START PROVIDED INFORMATION

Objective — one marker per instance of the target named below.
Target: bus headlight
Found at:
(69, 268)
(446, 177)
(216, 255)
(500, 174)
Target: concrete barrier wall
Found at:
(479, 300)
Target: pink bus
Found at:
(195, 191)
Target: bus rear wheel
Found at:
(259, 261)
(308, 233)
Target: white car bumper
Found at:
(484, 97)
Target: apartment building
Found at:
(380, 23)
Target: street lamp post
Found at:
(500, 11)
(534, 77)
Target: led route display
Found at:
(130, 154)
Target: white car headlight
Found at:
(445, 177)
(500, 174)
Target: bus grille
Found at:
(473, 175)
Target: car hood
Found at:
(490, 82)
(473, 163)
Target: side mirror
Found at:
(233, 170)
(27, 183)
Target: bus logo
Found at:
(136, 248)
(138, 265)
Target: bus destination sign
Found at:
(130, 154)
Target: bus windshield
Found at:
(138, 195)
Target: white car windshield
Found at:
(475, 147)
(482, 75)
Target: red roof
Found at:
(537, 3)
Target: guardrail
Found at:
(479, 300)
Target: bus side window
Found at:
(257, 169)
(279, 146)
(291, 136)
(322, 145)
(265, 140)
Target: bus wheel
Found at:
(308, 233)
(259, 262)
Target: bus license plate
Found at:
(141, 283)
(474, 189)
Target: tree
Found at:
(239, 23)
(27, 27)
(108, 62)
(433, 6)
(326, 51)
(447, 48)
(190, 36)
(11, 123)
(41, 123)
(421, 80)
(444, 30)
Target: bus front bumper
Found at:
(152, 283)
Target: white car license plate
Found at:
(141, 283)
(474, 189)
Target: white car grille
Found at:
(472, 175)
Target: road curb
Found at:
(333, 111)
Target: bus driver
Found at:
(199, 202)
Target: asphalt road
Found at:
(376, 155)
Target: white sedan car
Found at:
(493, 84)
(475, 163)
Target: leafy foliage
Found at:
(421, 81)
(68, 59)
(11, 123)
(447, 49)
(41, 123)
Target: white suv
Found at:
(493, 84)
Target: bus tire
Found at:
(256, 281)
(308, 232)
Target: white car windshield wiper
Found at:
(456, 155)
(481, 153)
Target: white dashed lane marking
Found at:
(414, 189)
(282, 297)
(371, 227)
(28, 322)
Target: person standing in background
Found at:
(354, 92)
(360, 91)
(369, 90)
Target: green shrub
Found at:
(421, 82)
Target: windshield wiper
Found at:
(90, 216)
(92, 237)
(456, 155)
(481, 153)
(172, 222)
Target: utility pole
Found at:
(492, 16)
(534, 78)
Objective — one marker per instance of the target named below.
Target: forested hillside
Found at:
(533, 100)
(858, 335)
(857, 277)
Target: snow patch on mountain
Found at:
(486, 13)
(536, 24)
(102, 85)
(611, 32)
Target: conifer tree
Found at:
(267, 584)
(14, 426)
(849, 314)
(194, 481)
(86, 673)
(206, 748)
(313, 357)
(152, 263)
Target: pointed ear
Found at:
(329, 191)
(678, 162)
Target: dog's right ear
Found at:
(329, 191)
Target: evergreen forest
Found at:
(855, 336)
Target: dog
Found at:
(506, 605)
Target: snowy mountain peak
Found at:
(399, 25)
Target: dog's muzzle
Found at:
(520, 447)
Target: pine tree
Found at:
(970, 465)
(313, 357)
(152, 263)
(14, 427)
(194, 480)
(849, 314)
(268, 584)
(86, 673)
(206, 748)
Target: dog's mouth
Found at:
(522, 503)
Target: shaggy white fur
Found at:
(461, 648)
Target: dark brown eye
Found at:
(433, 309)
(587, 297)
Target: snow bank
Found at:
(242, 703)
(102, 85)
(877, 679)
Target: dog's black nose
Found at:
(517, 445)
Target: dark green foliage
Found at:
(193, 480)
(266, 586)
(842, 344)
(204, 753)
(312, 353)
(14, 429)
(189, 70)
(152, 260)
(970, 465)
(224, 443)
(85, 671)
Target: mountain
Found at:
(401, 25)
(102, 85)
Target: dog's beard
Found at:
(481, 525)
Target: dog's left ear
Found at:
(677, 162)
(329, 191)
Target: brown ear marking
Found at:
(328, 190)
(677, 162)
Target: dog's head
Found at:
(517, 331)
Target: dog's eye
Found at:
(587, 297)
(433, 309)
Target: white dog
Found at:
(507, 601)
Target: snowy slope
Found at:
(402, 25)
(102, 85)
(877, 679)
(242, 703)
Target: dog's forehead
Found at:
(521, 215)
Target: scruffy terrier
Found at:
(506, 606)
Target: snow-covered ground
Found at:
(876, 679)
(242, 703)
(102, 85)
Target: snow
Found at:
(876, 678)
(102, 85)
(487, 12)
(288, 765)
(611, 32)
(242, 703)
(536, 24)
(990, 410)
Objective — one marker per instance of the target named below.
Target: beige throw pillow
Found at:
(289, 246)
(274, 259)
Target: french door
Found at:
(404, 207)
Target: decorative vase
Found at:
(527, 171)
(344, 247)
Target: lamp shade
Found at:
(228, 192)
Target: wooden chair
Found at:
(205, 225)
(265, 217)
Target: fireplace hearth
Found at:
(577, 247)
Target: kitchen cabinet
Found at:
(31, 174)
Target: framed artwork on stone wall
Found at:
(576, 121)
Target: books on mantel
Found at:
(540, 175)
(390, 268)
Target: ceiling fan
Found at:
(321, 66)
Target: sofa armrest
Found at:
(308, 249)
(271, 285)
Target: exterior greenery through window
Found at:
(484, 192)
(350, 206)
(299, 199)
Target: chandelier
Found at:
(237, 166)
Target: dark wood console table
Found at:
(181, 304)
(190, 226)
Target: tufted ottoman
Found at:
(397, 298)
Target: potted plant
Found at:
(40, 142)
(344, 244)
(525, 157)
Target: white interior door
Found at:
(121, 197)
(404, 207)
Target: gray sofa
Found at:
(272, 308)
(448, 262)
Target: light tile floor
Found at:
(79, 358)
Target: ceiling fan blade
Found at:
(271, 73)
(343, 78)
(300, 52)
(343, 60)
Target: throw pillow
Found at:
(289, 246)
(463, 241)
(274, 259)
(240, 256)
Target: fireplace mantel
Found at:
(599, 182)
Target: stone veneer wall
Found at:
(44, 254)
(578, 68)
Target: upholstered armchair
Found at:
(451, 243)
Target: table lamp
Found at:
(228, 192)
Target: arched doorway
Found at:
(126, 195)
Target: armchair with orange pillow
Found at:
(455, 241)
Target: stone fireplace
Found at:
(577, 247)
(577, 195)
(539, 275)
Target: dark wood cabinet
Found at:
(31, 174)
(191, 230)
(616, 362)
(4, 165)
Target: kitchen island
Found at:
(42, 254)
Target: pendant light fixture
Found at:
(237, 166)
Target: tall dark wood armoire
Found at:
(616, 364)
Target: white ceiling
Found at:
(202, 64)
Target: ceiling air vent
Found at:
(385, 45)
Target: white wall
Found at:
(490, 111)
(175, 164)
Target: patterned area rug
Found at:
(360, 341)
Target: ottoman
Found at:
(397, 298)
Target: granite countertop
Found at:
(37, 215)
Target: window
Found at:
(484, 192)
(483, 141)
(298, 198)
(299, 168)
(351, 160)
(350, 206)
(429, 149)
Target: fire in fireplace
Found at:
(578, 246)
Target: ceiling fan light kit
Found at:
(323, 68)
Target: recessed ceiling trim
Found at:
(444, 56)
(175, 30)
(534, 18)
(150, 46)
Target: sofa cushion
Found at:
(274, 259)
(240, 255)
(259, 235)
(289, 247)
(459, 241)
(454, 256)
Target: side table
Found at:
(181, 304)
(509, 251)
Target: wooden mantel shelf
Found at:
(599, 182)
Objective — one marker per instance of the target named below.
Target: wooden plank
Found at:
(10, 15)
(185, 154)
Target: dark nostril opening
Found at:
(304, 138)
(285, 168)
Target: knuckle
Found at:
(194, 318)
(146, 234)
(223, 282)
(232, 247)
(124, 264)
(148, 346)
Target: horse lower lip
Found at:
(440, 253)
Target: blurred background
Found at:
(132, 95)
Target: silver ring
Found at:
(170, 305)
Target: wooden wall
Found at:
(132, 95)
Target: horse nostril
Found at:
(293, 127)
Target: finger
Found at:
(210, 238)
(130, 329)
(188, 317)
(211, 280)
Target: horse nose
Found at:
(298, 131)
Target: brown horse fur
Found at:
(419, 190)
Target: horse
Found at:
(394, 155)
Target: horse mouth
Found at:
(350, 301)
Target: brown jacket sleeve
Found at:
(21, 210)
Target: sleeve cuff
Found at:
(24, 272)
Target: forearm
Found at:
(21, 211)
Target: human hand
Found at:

END PROVIDED INFORMATION

• **WHAT TO WORK ON**: One number only, please: the count of lines in the data that hold the word "road".

• **OUTPUT**: 2